● Passage for review:
____________________
Conclusion: This study could not attribute survival differences to the coincident acquisition of two common genetic alterations, K-ras mutation and p53 overexpression in pancreatic adenocarcinoma patients. Additionally, our data indicate the converse to be true: Those patients lacking both K-ras mutation and aberrant p53 expression showed the shortest survival when compared with cases showing either alteration or both. This study also showed the negative effect of K-ras mutation and p53 expression on pancreas cancer patients' survival after treatment with either radiation therapy or chemotherapy.
Background: Mutations of the oncogene K-ras at codon 12 are reported to be the most common genetic alteration in pancreatic carcinoma, whereas either overexpression or mutation of the tumor suppressor p53 gene is considered the most common genetic alteration in neoplasia of all types. p53 overexpression has been attributed to survival differences in pancreatic carcinoma, but such association is still controversial. No studies have fully documented the combined incidence of K-ras and p53 alterations in pancreatic adenocarcinoma, or their combined effect on patient survival in a large case series. The influence of radiation or chemotherapy in groups showing both, either, or neither mutation is also undocumented.
____________________
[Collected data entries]
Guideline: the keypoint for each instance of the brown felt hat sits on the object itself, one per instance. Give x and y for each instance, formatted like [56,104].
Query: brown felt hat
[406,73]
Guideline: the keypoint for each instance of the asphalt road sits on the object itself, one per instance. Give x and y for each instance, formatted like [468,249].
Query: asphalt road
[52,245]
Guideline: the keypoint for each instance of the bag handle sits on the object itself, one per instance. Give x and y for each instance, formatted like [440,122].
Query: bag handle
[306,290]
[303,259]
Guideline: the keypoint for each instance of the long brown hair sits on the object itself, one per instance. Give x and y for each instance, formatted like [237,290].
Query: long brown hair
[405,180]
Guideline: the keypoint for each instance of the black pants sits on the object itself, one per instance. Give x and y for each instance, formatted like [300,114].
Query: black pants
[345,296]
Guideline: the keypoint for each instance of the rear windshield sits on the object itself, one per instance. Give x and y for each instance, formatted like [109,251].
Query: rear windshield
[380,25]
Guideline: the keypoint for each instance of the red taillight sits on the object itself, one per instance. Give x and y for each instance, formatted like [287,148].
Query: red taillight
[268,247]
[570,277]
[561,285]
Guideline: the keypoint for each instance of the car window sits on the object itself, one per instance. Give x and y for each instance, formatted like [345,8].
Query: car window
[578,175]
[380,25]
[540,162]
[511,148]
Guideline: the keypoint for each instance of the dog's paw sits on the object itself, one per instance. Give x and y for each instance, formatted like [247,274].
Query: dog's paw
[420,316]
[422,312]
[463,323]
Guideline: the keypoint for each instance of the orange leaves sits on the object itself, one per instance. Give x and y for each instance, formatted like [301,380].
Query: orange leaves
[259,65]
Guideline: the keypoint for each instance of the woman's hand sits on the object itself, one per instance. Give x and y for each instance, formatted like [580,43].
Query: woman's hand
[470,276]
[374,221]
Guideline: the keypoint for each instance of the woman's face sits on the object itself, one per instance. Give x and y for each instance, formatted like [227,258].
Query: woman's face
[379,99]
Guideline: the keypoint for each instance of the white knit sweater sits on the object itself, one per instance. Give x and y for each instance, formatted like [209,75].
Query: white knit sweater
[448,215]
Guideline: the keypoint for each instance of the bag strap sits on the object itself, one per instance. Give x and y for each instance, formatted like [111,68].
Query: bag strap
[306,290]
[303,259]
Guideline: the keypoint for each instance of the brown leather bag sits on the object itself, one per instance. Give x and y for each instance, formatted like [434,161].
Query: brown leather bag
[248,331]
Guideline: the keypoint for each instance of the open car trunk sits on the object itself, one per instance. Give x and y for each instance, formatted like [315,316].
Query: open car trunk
____________________
● Required tasks:
A. Turn the paragraph of the pancreatic cancer abstract that begins "Background: Mutations of the oncogene" into a short bulleted list of its main facts.
B. Write out the stretch of the pancreatic cancer abstract from "Background: Mutations of" through "is also undocumented.", word for word.

● Solutions per task:
A.
- Mutations of the K-ras oncogene at codon 12 are reported to be the most common genetic alteration in pancreatic carcinoma.
- Overexpression or mutation of the p53 tumor suppressor gene is considered the most common genetic alteration in neoplasia of all types.
- p53 overexpression has been tied to survival differences in pancreatic carcinoma, but this association is still controversial.
- No study has fully documented, in a large case series, the combined incidence of K-ras and p53 alterations in pancreatic adenocarcinoma or their combined effect on survival.
- The influence of radiation or chemotherapy in groups with both, either, or neither mutation is also undocumented.

B.
Background: Mutations of the oncogene K-ras at codon 12 are reported to be the most common genetic alteration in pancreatic carcinoma, whereas either overexpression or mutation of the tumor suppressor p53 gene is considered the most common genetic alteration in neoplasia of all types. p53 overexpression has been attributed to survival differences in pancreatic carcinoma, but such association is still controversial. No studies have fully documented the combined incidence of K-ras and p53 alterations in pancreatic adenocarcinoma, or their combined effect on patient survival in a large case series. The influence of radiation or chemotherapy in groups showing both, either, or neither mutation is also undocumented.